[[ Document excerpt, beginning ]]
With limited room in their bags, the criminals had been forced to make choices, sorting through the loot to select only the most valuable stones. As they hurried, they left a veritable fortune behind — even if they did manage to bag between $100 million and $432 million worth of goods.

Based in Turin, Italian Leonardo Notarbartolo was a career thief who committed his first robbery at the age of 8. The story goes that young Leo was running an errand to buy milk and wound up ripping off the milkman’s stash of lira. Notarbartolo, widely recognized as the ringleader of a band of thieves known as the School of Turin, served time in a Belgian prison for the Antwerp heist. Yet he maintains that the true story about what happened that night in 2003 is very different.

Respectability is a great way for crooks to gain access to their targets, and when he moved to Antwerp around 2000, his actions point to a pretty clear motive.

In a splashy piece for Wired in 2009, Notarbartolo claimed that he was not the orchestrator. Sure, he stole the gems, but the whole thing, he said, was an elaborate insurance fraud organized by a Jewish diamond dealer. The fantastical tale even included a replica vault that helped the group of robbers learn the terrain well enough to feel their way past the diamond center’s byzantine security measures in the pitch-dark.
[[ Document excerpt, end ]]
[[ Supplied material, beginning ]]
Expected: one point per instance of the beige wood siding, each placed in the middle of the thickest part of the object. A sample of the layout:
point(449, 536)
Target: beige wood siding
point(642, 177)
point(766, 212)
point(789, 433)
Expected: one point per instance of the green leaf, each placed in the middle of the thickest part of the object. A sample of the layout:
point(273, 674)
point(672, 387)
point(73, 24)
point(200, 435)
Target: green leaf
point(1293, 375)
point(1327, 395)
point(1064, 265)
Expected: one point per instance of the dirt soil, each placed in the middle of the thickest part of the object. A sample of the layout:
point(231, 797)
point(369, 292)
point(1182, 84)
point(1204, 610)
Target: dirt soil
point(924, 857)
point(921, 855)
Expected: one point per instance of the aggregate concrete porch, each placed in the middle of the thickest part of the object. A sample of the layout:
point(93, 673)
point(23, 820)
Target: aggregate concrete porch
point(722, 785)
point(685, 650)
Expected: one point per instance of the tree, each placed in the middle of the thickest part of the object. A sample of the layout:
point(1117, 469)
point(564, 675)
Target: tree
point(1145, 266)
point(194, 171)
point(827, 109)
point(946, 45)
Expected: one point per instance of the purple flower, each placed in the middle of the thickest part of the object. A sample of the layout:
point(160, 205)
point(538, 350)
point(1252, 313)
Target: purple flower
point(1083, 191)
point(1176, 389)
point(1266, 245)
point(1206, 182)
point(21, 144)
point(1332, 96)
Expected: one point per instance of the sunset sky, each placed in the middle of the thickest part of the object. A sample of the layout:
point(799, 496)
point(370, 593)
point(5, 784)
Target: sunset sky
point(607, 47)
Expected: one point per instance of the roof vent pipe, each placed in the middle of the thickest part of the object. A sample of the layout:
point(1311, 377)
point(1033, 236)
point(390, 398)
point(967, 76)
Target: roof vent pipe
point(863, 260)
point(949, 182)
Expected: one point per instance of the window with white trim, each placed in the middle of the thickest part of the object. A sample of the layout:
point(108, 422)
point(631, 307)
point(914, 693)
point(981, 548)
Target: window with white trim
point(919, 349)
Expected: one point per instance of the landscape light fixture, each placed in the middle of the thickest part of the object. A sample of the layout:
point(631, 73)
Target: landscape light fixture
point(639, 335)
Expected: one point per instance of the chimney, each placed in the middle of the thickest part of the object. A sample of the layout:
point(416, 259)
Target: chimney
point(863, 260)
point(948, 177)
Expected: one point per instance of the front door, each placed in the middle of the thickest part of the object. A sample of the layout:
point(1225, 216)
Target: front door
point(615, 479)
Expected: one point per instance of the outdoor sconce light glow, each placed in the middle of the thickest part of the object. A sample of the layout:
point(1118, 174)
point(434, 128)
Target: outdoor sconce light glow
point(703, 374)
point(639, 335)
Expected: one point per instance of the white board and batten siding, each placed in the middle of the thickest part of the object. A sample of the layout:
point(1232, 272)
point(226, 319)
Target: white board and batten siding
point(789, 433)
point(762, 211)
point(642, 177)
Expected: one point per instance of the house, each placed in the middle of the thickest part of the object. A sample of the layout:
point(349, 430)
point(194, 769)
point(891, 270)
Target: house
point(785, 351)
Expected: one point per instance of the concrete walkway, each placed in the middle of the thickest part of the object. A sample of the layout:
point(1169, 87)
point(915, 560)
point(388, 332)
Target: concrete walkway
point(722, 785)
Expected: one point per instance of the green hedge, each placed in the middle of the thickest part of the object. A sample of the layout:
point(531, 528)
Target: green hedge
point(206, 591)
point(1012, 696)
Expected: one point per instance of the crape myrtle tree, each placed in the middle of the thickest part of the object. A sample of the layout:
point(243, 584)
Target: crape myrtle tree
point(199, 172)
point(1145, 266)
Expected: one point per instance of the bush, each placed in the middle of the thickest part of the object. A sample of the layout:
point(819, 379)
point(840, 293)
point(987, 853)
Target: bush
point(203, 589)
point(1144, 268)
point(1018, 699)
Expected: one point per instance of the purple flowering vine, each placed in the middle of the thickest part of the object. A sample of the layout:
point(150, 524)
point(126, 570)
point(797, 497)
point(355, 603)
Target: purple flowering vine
[[ Supplied material, end ]]
Exercise description: Can you sum up the passage about the Antwerp diamond heist in two sentences?

Problem solution: With limited room in their bags, the thieves took only the most valuable stones and left a fortune behind, though they still got away with between $100 million and $432 million worth of goods. Leonardo Notarbartolo, a Turin-based career thief who served time in a Belgian prison for the 2003 Antwerp heist, claimed in a 2009 Wired piece that he stole the gems but that the whole thing was an elaborate insurance fraud organized by a Jewish diamond dealer.